What the task requires:
Collect every line in the rows below that contains the word "white".

Input for this task:
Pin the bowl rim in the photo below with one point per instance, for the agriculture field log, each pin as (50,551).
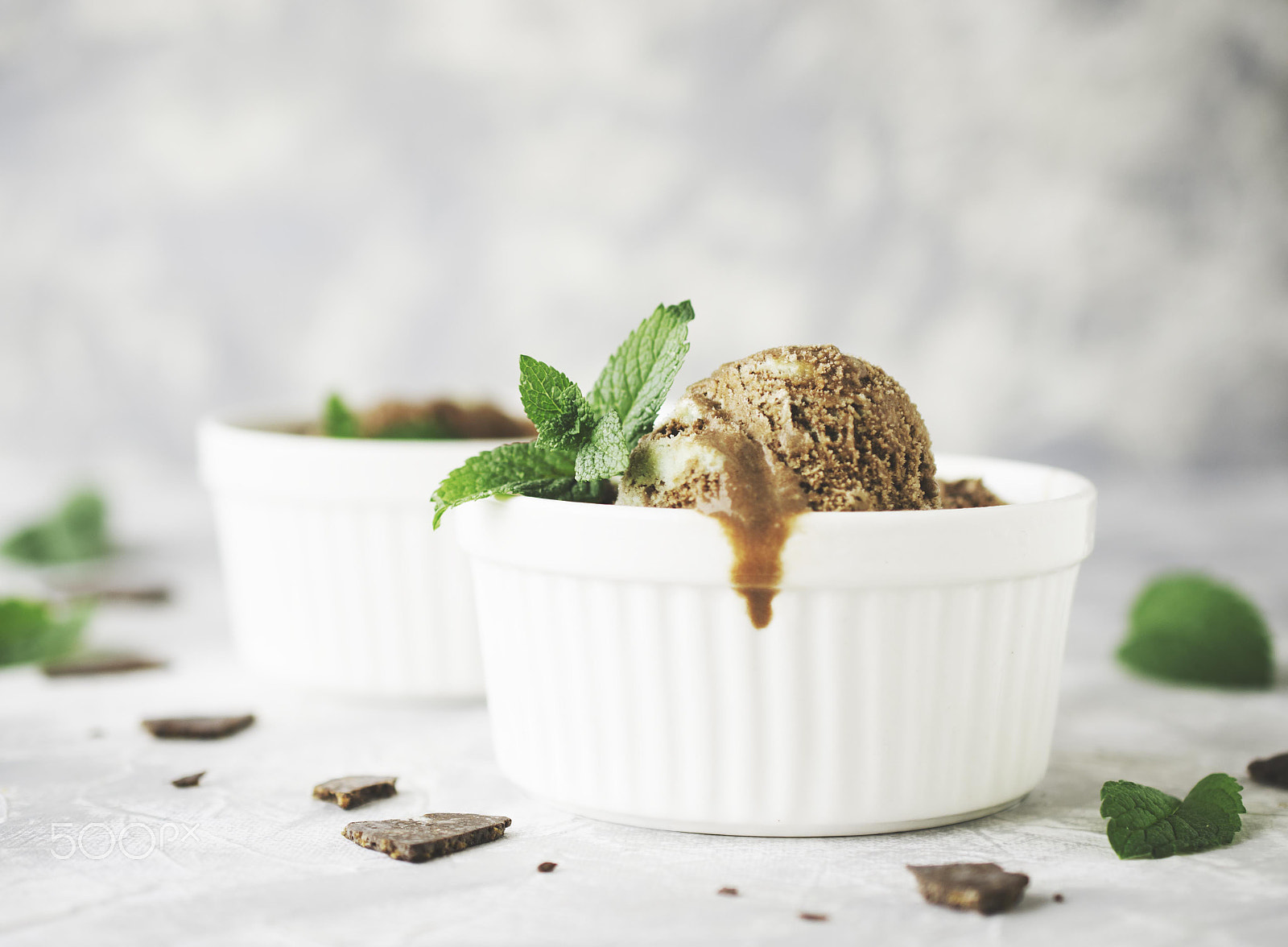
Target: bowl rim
(824,551)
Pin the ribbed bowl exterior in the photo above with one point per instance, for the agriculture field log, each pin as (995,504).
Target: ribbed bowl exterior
(854,712)
(862,708)
(335,577)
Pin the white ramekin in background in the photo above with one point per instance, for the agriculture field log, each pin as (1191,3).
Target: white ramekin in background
(908,678)
(335,577)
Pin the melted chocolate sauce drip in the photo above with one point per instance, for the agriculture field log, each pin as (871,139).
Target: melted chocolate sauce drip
(757,506)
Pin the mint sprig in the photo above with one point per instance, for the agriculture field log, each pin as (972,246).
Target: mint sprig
(76,531)
(34,631)
(1146,822)
(339,419)
(581,442)
(639,375)
(1188,628)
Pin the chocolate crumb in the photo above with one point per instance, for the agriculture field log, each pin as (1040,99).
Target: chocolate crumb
(1272,771)
(100,663)
(197,727)
(433,835)
(133,594)
(969,494)
(352,792)
(970,887)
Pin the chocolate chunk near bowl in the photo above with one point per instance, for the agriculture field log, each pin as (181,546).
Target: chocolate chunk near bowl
(197,727)
(433,835)
(352,792)
(100,663)
(1272,771)
(970,887)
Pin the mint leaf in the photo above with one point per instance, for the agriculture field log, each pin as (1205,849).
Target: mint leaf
(607,451)
(555,405)
(1148,824)
(77,531)
(568,489)
(1188,628)
(506,469)
(35,631)
(639,375)
(339,419)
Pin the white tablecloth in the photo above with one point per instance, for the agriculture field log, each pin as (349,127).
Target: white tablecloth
(97,847)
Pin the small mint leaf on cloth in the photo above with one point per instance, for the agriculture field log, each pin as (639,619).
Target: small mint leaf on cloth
(1191,629)
(339,419)
(1146,822)
(638,377)
(76,531)
(521,468)
(36,631)
(607,453)
(555,405)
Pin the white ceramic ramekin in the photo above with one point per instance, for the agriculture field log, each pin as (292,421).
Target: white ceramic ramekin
(335,577)
(908,678)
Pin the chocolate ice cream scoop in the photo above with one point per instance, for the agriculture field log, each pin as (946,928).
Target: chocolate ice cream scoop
(781,432)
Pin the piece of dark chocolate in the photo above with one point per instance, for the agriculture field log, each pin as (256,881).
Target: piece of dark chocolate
(352,792)
(100,663)
(197,727)
(1272,771)
(139,594)
(970,887)
(433,835)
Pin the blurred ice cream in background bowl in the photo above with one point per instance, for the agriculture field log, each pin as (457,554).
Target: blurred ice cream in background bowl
(335,577)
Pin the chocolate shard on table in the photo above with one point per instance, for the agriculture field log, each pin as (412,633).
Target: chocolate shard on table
(100,663)
(197,727)
(970,887)
(1272,771)
(433,835)
(128,594)
(352,792)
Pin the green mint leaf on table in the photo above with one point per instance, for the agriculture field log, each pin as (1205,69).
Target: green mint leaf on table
(1148,824)
(581,442)
(607,453)
(75,532)
(638,377)
(339,419)
(38,631)
(554,403)
(1187,628)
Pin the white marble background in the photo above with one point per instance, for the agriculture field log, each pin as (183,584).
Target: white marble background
(1062,225)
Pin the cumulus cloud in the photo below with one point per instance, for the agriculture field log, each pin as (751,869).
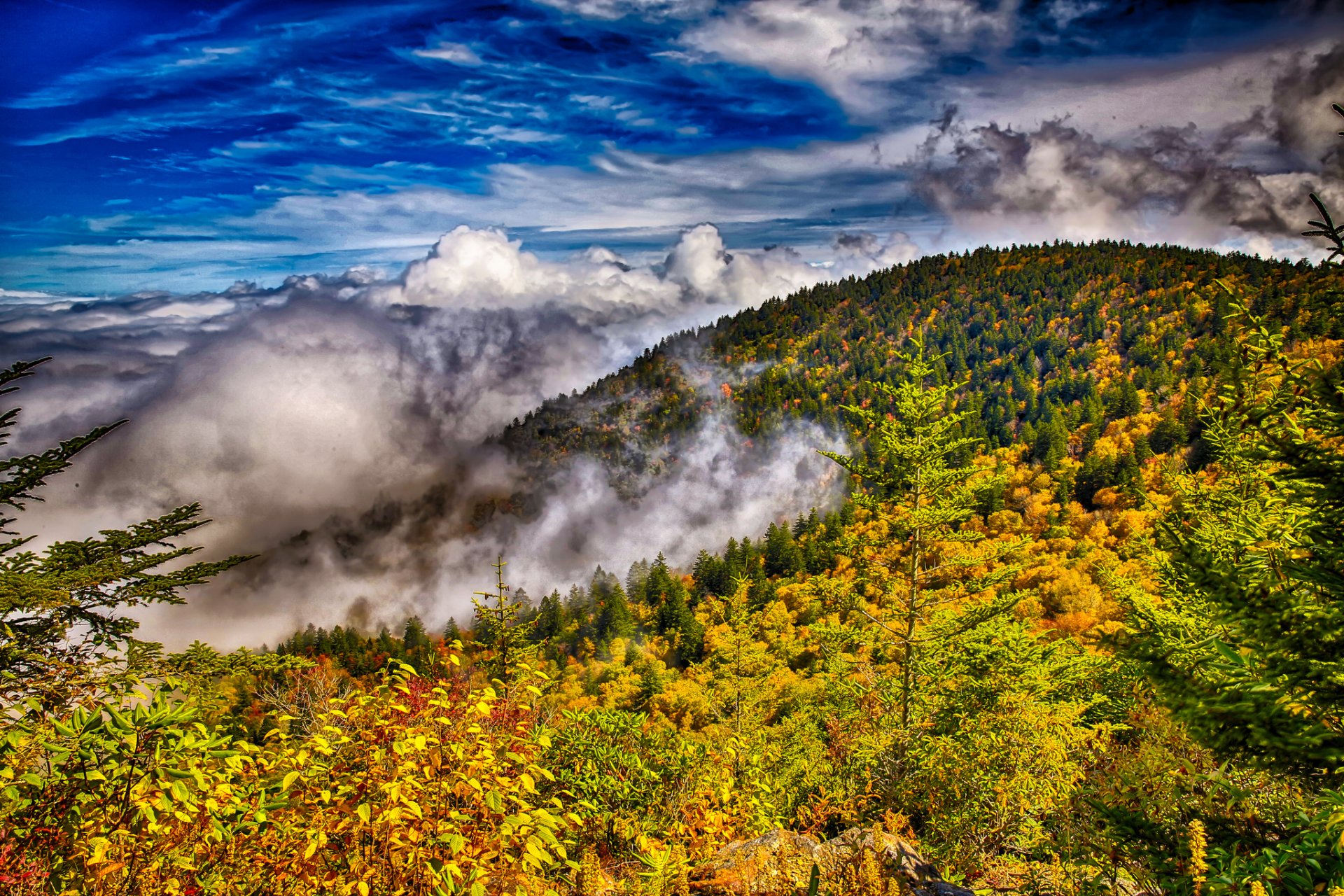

The reply:
Pin the white ramekin in background in the photo above with one point per instance, for the agriculture field log, each pin as (1191,3).
Target: white ramekin in background
Pin the white tablecloth in the photo above with one point per instance, for the agriculture field log, each pin as (349,127).
Target: white tablecloth
Pin the white ceramic ramekin in the photo above with one point per instance, for the agriculture field log, each pin as (292,421).
Target: white ceramic ramekin
Pin the white marble background in the photo above with one point per instance, for the agriculture field log, each pin as (183,584).
Target: white marble background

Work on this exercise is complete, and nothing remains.